- Entries shown:
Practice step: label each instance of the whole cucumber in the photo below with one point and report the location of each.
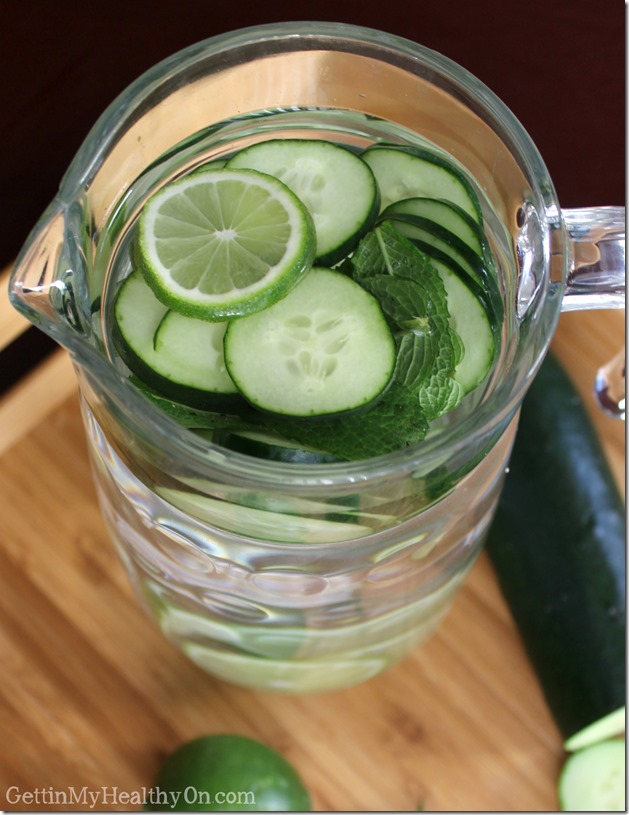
(557, 545)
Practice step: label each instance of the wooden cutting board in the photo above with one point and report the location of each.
(92, 697)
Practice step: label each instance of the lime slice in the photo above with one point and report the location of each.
(224, 243)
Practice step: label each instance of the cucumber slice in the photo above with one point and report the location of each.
(448, 216)
(338, 189)
(593, 780)
(324, 349)
(470, 320)
(608, 727)
(270, 447)
(427, 234)
(477, 278)
(179, 357)
(260, 523)
(410, 173)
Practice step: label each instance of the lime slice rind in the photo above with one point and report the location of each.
(224, 243)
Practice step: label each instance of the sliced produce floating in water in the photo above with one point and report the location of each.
(343, 363)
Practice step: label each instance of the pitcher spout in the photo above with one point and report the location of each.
(45, 284)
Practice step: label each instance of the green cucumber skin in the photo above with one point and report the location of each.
(184, 394)
(557, 545)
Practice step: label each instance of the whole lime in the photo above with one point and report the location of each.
(227, 773)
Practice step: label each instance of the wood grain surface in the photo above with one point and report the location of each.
(92, 697)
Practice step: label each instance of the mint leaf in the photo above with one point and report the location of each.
(413, 298)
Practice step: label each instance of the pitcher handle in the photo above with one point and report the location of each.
(597, 276)
(597, 280)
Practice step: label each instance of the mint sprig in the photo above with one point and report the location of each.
(413, 299)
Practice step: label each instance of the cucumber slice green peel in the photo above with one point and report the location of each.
(324, 349)
(413, 298)
(446, 215)
(180, 357)
(404, 172)
(337, 187)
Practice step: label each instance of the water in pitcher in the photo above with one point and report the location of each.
(251, 582)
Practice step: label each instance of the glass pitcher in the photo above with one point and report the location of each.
(303, 577)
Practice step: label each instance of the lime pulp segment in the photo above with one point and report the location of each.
(223, 243)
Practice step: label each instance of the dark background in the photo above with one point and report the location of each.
(558, 64)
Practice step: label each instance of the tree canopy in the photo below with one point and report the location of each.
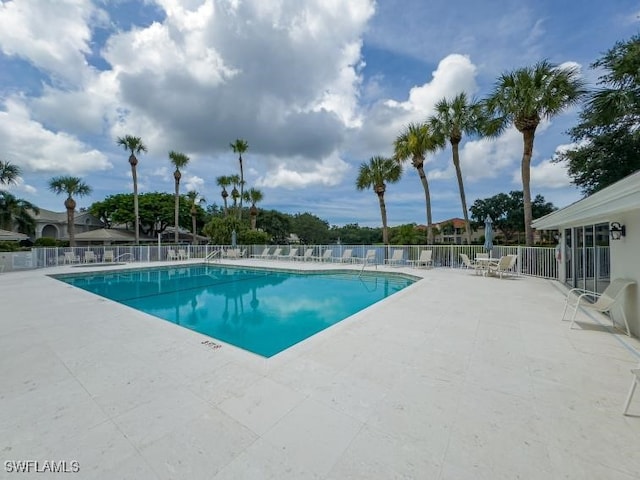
(607, 140)
(507, 212)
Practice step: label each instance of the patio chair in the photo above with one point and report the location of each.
(71, 257)
(307, 255)
(504, 266)
(424, 259)
(327, 256)
(370, 258)
(634, 383)
(396, 258)
(470, 264)
(346, 256)
(599, 302)
(293, 253)
(264, 254)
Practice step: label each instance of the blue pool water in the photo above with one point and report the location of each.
(263, 311)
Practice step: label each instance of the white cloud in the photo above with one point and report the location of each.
(289, 174)
(53, 35)
(28, 144)
(385, 119)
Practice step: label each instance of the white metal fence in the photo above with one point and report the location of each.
(532, 261)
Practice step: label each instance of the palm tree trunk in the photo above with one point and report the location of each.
(241, 185)
(176, 213)
(528, 136)
(71, 227)
(136, 212)
(193, 227)
(383, 213)
(427, 199)
(463, 198)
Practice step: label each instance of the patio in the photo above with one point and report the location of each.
(459, 376)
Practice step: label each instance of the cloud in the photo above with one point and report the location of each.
(385, 119)
(28, 144)
(54, 36)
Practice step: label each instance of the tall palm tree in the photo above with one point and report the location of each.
(17, 212)
(526, 96)
(253, 195)
(413, 144)
(194, 199)
(452, 119)
(70, 186)
(223, 182)
(376, 174)
(235, 193)
(178, 160)
(134, 145)
(240, 146)
(9, 173)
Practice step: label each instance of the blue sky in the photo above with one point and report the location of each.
(315, 87)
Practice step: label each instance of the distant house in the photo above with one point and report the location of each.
(54, 224)
(452, 231)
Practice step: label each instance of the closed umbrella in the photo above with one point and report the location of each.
(488, 234)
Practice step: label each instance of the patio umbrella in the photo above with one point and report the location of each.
(488, 234)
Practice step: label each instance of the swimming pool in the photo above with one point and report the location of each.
(259, 310)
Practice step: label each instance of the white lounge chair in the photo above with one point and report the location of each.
(346, 256)
(293, 253)
(370, 257)
(635, 382)
(71, 257)
(396, 258)
(504, 266)
(307, 255)
(600, 302)
(264, 254)
(327, 256)
(470, 264)
(424, 259)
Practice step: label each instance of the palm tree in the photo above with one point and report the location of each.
(178, 160)
(134, 145)
(254, 196)
(526, 96)
(224, 181)
(452, 119)
(17, 212)
(240, 146)
(9, 173)
(194, 199)
(375, 175)
(235, 193)
(70, 186)
(413, 144)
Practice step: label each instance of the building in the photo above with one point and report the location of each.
(599, 240)
(54, 224)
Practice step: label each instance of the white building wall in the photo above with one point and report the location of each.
(625, 263)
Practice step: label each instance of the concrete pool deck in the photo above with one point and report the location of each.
(455, 377)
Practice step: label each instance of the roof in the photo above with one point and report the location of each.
(6, 235)
(602, 206)
(109, 234)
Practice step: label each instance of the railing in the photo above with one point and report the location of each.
(532, 261)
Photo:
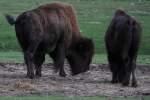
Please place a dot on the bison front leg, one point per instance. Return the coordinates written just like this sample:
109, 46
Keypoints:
39, 58
29, 57
58, 56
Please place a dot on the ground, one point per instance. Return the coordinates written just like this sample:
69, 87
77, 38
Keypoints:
95, 82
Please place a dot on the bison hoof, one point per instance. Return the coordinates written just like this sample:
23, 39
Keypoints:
62, 74
114, 81
38, 75
125, 83
134, 84
30, 76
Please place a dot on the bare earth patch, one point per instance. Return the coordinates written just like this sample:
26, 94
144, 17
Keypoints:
95, 82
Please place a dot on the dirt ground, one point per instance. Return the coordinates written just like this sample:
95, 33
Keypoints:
95, 82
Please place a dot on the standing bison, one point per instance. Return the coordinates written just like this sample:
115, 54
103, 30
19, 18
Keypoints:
52, 29
122, 43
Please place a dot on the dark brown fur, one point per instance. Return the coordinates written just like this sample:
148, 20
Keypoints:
122, 43
53, 29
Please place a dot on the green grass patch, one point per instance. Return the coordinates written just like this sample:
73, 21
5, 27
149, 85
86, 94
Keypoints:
94, 17
17, 57
72, 98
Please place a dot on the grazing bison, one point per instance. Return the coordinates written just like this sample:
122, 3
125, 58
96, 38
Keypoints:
52, 29
122, 43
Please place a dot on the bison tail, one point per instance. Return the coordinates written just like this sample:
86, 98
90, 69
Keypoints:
11, 20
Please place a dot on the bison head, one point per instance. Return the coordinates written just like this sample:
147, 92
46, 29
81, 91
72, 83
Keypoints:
80, 55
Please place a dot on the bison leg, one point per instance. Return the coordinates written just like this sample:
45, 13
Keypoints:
114, 73
134, 81
29, 56
39, 58
58, 57
127, 73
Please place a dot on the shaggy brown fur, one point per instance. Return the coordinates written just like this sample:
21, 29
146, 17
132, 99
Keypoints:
52, 29
122, 43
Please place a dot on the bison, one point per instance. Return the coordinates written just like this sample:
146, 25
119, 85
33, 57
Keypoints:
52, 29
122, 41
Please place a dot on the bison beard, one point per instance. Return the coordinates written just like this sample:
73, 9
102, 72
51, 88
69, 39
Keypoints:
122, 43
52, 29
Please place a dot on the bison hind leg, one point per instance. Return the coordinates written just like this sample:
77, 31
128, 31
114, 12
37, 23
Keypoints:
134, 81
29, 58
39, 58
58, 56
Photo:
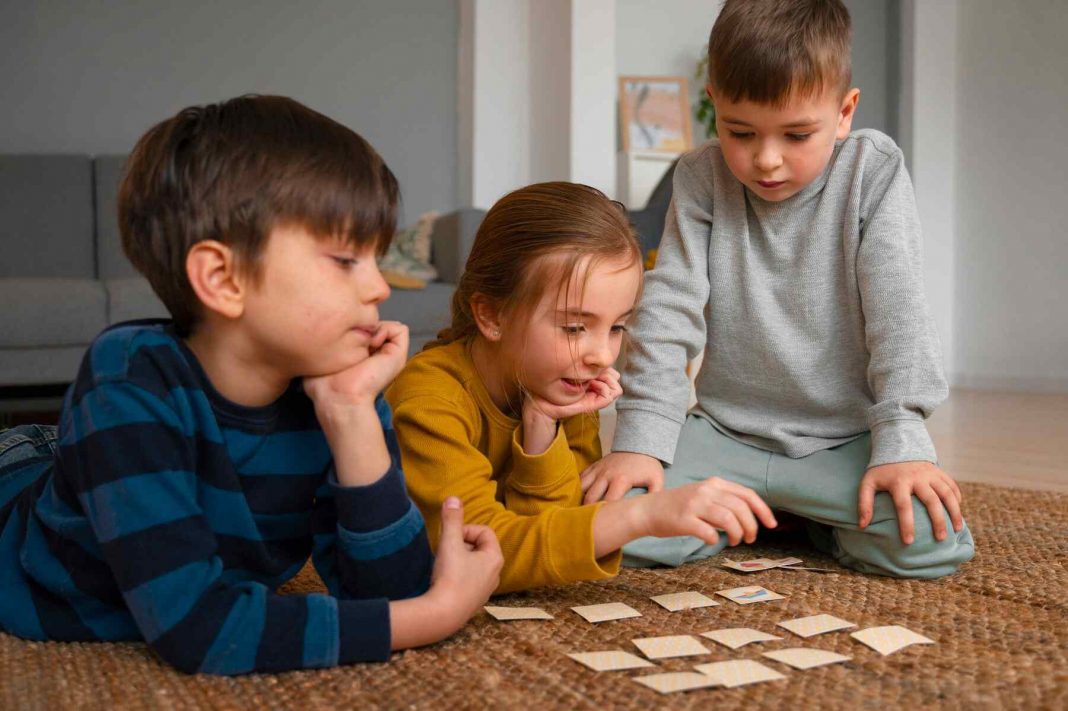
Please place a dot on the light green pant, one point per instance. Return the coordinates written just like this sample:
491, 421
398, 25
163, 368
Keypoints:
821, 488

- Exercise:
Each record must be quoted in full and exactly. Do not include the pictures.

- Answer box:
Practice step: label each instance of the whole cucumber in the photo below with one point and report the location of each.
(557, 545)
Practice step: label each instance of the wooden cutting board in the photo above with one point and report the location of each.
(92, 697)
Practice step: label each instance of the lime slice in the photo above with one point and report the location of each.
(224, 243)
Practice step: label each instance of the cucumber slice in the photo above with one point and report the location of each.
(448, 216)
(338, 189)
(593, 780)
(324, 349)
(470, 320)
(608, 727)
(270, 447)
(427, 234)
(477, 278)
(179, 357)
(260, 523)
(410, 173)
Practice step: label each instance of the lime slice rind in the photo above with one point and report the location of each.
(224, 243)
Practice step: label each instance of the sliced produce floating in water in the photo above with one point and report the location of each.
(343, 363)
Practice step: label each instance of the pitcher spout in the photo above with one point and report the location of each.
(45, 284)
Practice step: label each instance of the green cucumber skin in the photo above with one point and report the location of each.
(184, 394)
(557, 545)
Practice step: label each instance of the whole lime in the photo above with one point and report the location of each.
(227, 773)
Practice step: label each instance of the wood grain surface in the photo above with one point and report the location of each.
(92, 697)
Practice step: label each instance of the mint leaf in the photo above with one point and report the location of each.
(413, 298)
Practice step: label each instance of the pitcher handle in the photo above with one point and report the location of each.
(597, 276)
(597, 280)
Practice step: label each instance of the mint sprig in the photo above with one point and report the location of each.
(413, 299)
Practice step: label each instance of the cucumber slice green peel in the photo above with one point and report the location of each.
(324, 349)
(413, 298)
(446, 215)
(180, 357)
(404, 172)
(337, 187)
Practice step: label each instance of the water in pitcher in the photo above with one point and report the location of each.
(251, 582)
Practice step: label each instance of the glass pitcher in the photo above with one point and report the location of each.
(303, 577)
Practice step: label each instance of the lime pulp segment in the photo above with one point and report the location of each.
(223, 243)
Practice step: label each instance of the dark background in the photo above with one point and report the location of each.
(558, 64)
Practice step: label each instance of the tree canopy in the photo below with one point and report the location of each.
(607, 140)
(507, 212)
Practice step: label each instance of the patio chair in the photo above with one point and report the location of each.
(71, 257)
(307, 255)
(504, 266)
(424, 259)
(327, 256)
(370, 258)
(634, 383)
(396, 258)
(470, 264)
(346, 256)
(599, 302)
(293, 253)
(264, 254)
Practice step: label each instance of the blue pool water in the photo above with one point and report the location of each.
(263, 311)
Practice step: label each instance of the white cloud in the photo above with one point and report the location of each.
(289, 174)
(53, 35)
(28, 144)
(385, 119)
Practice step: label each instance of the white metal fence in the photo above with one point and report the location of each.
(532, 261)
Practice step: label each instance of the palm tree trunk in the photo above with one point and report the location of each.
(241, 185)
(176, 213)
(528, 136)
(71, 227)
(136, 212)
(193, 227)
(383, 213)
(427, 199)
(463, 198)
Practice step: label each instance of the patio in the photo above with one point and report the location of each.
(459, 376)
Practice step: label each instance of the cloud in the photo above with one point and report the location of each.
(385, 119)
(28, 144)
(54, 36)
Practice step: label each instance of the tall palm tree in the photo above with one point and report the location of each.
(17, 212)
(526, 96)
(253, 195)
(413, 144)
(194, 199)
(452, 119)
(70, 186)
(223, 182)
(376, 174)
(235, 193)
(178, 160)
(134, 145)
(240, 146)
(9, 173)
Practice step: label each instance of the blue sky in the photo above with one point and report the location of each.
(315, 87)
Practice step: label each instance of the distant house in the photo above with one point and report the location of each.
(54, 224)
(452, 231)
Practice step: label each instance of the closed umbrella in the photo above with one point and report the location of each.
(488, 234)
Practice step: label each instance of the patio umbrella in the photo above with one point and report the location of each.
(488, 234)
Practice step: label each instance of the swimming pool in the photo above with one point and report the location of each.
(259, 310)
Practice step: label each instance of the white lounge chair in the photo above with one point and report the location of each.
(346, 256)
(293, 253)
(370, 257)
(635, 382)
(71, 257)
(396, 258)
(504, 266)
(307, 255)
(600, 302)
(264, 254)
(327, 256)
(470, 264)
(424, 259)
Practice step: label each instance of the palm tree in the photo above with one point and report the location of each.
(178, 160)
(134, 145)
(254, 196)
(526, 96)
(224, 181)
(452, 119)
(17, 212)
(240, 146)
(9, 173)
(194, 199)
(375, 175)
(235, 193)
(70, 186)
(413, 144)
Practice step: label each instance of the building in the photo above with one point and report the location of each.
(599, 240)
(54, 224)
Practice step: label each instance of the white building wall in the photo above with one point and report the location of each.
(625, 263)
Practice step: label each instance of the concrete pool deck in the photo above with one point and report the location of each.
(455, 377)
Practice step: label each instance of the roof in the photo above with one point and report the location of each.
(6, 235)
(602, 206)
(109, 234)
Practice step: label each instance of the railing in the photo above with one point and report the location of each.
(532, 261)
Photo:
Please place a dot on the bison front leg, one point per instance. Return the coordinates written just like this sample:
109, 46
Keypoints:
39, 58
29, 57
58, 56
Please place a dot on the ground, one point per instance. Return the coordinates written just like this sample:
69, 87
77, 38
Keypoints:
95, 82
Please place a dot on the bison hoof, one point per instance. Return the coordinates written just like this sample:
23, 39
Keypoints:
62, 74
114, 81
38, 75
125, 83
134, 84
30, 76
Please place a dot on the bare earth patch, one point per instance. Return the coordinates written just like this sample:
26, 94
144, 17
Keypoints:
95, 82
Please place a dot on the dirt ground, one point per instance. Return the coordinates written just like this sample:
95, 33
Keypoints:
95, 82
Please place a dot on the standing bison, one point per instance. Return the coordinates written just like this sample:
115, 54
103, 30
19, 18
Keypoints:
52, 29
122, 43
Please place a dot on the dark brown fur, one point per instance. Return the coordinates written just like this sample:
148, 20
Keypoints:
122, 43
53, 29
Please place a dot on the green grass patch, one point per instance. Return the coordinates written just like this sample:
73, 21
5, 27
149, 85
86, 94
Keypoints:
94, 17
17, 57
72, 98
Please place a dot on the grazing bison, one point per instance. Return the coordinates written just like this sample:
122, 3
125, 58
96, 38
Keypoints:
52, 29
122, 43
Please place a dot on the bison tail, one point per instance. Return the coordinates written just like this sample:
86, 98
90, 69
Keypoints:
11, 20
Please place a dot on the bison head, one point per instance. Return the coordinates written just like this sample:
147, 92
46, 29
81, 91
72, 83
Keypoints:
80, 55
Please place a dot on the bison leg, one point per instance. Return the coordinates written just like this sample:
45, 13
Keypoints:
114, 73
134, 81
29, 56
39, 58
58, 57
127, 73
Please place a dot on the shaggy brown fur, one point per instance. Return the coordinates written just like this sample:
21, 29
146, 17
132, 99
Keypoints:
52, 29
122, 43
Please place a dot on the bison, one point per instance. Return the coordinates written just like this sample:
146, 25
119, 85
33, 57
Keypoints:
52, 29
122, 41
Please place a dot on the bison beard, one point per instance. Return the coordinates written just like this sample:
73, 9
102, 72
51, 88
69, 39
Keypoints:
122, 43
52, 29
Please place a dot on the bison hind leg, one point per instance. Return the coordinates written just like this sample:
77, 31
128, 31
114, 12
37, 23
Keypoints:
134, 81
29, 58
39, 58
58, 56
Photo:
Please place a dot on the light green pant, one point per instance. Return the coordinates written just like this sample:
491, 421
398, 25
163, 368
Keypoints:
821, 488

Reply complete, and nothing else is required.